Written instruction
Beginning with the line where "[tag] one dot per instance, sample [783,119]." appears, retype every remaining line of the data below, both the first and last included.

Dataset entries
* * * * *

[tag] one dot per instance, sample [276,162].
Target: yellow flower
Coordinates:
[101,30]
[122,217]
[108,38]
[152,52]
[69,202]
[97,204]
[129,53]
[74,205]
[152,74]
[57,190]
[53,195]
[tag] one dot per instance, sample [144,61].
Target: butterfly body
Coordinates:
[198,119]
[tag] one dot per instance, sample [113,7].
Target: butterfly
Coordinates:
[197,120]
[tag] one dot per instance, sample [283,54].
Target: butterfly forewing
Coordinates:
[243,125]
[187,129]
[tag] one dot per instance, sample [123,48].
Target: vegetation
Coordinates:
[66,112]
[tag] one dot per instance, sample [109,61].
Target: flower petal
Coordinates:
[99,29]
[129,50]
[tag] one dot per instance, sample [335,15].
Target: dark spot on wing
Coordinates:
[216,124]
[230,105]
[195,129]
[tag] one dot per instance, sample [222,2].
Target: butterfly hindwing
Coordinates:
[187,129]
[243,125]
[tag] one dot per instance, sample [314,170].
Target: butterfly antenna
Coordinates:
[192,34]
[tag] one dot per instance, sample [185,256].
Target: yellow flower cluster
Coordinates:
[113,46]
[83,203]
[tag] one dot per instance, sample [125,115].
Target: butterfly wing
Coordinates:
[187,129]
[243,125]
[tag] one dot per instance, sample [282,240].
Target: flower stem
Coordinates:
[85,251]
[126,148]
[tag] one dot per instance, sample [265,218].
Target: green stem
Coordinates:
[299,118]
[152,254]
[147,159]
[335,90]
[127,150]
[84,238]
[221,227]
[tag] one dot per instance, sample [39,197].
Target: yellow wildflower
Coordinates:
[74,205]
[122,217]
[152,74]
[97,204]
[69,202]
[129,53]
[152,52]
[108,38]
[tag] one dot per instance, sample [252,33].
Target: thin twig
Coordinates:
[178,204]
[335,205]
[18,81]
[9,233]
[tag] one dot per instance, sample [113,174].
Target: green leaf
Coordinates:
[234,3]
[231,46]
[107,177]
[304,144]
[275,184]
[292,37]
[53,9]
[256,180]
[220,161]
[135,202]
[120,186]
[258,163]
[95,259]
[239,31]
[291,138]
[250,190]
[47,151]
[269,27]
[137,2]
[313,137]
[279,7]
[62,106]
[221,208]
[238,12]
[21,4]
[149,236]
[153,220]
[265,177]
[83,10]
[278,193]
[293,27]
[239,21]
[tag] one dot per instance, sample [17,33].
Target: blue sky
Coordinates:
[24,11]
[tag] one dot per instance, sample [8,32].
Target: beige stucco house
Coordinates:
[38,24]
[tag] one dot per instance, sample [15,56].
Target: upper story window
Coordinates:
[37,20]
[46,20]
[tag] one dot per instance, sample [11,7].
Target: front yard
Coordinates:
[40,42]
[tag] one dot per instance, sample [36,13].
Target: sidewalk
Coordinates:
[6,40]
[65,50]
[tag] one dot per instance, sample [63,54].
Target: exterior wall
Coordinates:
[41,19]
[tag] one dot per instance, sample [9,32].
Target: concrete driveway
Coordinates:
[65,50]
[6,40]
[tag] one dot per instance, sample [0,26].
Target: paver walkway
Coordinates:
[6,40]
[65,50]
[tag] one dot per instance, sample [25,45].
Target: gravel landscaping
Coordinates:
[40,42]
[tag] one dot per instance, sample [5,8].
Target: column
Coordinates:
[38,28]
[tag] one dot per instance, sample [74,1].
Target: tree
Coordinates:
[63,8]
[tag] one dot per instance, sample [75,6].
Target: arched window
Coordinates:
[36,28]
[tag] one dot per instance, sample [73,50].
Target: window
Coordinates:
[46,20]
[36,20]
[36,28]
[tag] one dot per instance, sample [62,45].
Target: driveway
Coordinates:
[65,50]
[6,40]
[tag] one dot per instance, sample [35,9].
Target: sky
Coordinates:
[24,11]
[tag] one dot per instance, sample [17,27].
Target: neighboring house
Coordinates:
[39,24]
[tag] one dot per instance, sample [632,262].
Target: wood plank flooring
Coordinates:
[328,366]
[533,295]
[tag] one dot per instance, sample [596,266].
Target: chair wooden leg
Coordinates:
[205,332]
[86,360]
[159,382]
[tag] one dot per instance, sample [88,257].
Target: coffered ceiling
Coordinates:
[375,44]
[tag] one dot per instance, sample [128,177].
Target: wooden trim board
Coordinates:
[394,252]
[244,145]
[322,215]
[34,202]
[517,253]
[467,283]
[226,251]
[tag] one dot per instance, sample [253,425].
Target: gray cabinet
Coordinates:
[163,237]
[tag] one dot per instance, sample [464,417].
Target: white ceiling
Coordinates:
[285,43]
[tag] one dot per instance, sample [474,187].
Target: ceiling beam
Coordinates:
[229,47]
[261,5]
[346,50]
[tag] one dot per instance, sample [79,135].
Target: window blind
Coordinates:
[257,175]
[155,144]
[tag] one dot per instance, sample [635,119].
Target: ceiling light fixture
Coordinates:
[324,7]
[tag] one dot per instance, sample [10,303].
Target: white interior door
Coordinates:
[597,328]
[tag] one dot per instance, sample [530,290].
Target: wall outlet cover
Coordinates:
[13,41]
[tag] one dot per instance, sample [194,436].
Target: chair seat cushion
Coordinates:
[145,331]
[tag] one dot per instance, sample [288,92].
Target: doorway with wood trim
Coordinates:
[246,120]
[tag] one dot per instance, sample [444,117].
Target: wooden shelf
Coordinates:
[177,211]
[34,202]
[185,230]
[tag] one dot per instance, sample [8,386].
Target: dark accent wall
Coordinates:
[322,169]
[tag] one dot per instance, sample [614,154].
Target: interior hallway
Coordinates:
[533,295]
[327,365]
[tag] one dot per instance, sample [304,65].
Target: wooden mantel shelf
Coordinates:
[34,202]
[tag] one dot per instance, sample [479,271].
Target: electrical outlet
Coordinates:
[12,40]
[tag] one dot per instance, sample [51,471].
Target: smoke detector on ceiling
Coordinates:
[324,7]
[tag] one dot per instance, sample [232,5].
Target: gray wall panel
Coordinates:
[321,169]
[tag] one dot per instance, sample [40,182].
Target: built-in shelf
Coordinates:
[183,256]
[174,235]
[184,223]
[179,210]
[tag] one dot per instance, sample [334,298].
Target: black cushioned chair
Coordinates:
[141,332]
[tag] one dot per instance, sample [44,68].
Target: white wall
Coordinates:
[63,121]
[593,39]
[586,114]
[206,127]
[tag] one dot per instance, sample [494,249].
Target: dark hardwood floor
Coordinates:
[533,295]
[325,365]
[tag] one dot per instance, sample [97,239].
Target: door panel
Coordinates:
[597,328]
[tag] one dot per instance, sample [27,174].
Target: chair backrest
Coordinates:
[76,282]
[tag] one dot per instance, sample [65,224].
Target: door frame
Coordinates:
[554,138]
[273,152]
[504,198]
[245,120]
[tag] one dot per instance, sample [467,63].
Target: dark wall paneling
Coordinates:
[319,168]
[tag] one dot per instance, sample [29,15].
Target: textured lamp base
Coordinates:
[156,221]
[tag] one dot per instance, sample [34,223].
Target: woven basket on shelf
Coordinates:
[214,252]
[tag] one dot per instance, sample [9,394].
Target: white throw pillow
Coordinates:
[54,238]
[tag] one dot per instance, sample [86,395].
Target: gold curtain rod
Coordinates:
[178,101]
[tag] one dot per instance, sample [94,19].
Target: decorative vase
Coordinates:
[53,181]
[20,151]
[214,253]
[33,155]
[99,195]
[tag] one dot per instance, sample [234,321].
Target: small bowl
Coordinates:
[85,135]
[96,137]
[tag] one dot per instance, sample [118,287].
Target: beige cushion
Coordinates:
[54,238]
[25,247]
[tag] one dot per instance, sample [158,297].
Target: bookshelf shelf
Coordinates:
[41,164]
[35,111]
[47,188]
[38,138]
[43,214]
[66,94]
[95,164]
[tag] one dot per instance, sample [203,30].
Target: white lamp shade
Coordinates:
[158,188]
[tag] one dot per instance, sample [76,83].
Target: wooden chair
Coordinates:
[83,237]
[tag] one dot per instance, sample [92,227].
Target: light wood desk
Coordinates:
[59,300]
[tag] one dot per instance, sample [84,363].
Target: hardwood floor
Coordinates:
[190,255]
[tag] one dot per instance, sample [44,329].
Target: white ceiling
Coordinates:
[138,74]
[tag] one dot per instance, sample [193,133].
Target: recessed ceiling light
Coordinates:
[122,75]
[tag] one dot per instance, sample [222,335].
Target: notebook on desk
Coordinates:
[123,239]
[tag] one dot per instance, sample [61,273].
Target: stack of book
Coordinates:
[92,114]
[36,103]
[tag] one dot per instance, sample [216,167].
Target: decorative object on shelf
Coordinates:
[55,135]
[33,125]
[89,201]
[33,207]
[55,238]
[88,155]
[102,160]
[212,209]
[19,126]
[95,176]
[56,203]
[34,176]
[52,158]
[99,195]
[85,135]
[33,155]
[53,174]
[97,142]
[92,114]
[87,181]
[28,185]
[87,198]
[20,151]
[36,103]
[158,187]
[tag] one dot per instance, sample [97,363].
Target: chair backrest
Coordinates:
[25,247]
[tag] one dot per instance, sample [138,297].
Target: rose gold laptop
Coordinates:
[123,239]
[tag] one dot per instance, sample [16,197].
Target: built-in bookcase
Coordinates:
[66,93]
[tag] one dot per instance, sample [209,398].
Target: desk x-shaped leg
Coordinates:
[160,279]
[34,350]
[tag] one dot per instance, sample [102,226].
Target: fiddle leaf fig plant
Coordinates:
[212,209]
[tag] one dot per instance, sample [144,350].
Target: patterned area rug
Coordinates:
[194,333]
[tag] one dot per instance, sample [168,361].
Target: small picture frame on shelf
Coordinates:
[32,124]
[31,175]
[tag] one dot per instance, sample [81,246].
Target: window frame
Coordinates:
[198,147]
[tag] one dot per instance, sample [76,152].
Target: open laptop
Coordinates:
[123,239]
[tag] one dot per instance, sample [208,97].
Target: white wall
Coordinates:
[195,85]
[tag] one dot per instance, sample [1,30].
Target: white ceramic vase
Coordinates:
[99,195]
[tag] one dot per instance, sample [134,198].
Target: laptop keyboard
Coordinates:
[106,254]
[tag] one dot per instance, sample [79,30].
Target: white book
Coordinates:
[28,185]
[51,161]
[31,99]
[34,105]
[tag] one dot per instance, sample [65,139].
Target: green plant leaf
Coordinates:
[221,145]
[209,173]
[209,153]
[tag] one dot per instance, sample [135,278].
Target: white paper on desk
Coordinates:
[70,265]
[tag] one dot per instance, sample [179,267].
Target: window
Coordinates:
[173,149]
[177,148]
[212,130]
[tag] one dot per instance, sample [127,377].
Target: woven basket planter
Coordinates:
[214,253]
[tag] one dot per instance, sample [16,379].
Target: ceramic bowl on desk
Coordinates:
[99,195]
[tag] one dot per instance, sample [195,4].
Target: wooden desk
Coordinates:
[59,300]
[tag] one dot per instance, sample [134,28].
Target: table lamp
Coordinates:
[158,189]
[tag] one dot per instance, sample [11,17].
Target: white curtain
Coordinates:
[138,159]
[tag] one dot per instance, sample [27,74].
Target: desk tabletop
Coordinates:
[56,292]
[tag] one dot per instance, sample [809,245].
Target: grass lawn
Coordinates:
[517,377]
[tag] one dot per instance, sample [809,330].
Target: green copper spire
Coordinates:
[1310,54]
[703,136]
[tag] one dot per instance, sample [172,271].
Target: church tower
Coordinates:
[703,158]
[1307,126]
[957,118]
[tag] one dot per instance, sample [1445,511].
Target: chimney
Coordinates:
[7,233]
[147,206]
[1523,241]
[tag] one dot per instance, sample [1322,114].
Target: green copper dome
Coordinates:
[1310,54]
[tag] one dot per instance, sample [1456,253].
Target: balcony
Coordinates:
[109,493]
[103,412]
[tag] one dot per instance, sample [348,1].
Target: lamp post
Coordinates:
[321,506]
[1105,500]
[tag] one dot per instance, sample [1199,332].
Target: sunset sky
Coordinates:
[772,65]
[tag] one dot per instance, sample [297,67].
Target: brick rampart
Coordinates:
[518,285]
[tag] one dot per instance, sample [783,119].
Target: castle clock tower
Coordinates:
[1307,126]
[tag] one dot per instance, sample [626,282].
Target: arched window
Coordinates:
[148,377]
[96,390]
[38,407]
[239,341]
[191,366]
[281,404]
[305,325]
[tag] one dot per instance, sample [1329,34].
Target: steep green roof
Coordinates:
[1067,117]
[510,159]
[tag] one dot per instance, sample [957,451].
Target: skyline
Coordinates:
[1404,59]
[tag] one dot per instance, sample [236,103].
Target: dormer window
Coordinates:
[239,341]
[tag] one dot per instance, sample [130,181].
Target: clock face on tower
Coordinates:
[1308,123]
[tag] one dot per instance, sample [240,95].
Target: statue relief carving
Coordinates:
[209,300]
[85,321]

* * * * *

Worked answer
[tag] one dot per instance, sample [783,119].
Target: castle clock tower
Coordinates:
[1307,126]
[tag] one dot per instance, sample [626,282].
Target: arched window
Coordinates:
[148,377]
[96,390]
[38,407]
[239,341]
[191,366]
[281,404]
[305,325]
[tag] one dot per instance, sample [1329,34].
Target: steep green roof
Coordinates:
[1067,117]
[510,159]
[tag] one dot per instance, sample [957,451].
Target: skyline
Coordinates:
[1404,59]
[tag] one dot per instance, sample [236,103].
Target: dormer window
Coordinates:
[239,341]
[tag] one dot per instance, sample [130,181].
Target: clock face on tower
Coordinates:
[1308,123]
[tag] one dot per instance, sample [240,95].
Target: statue relief carving
Coordinates:
[209,300]
[85,321]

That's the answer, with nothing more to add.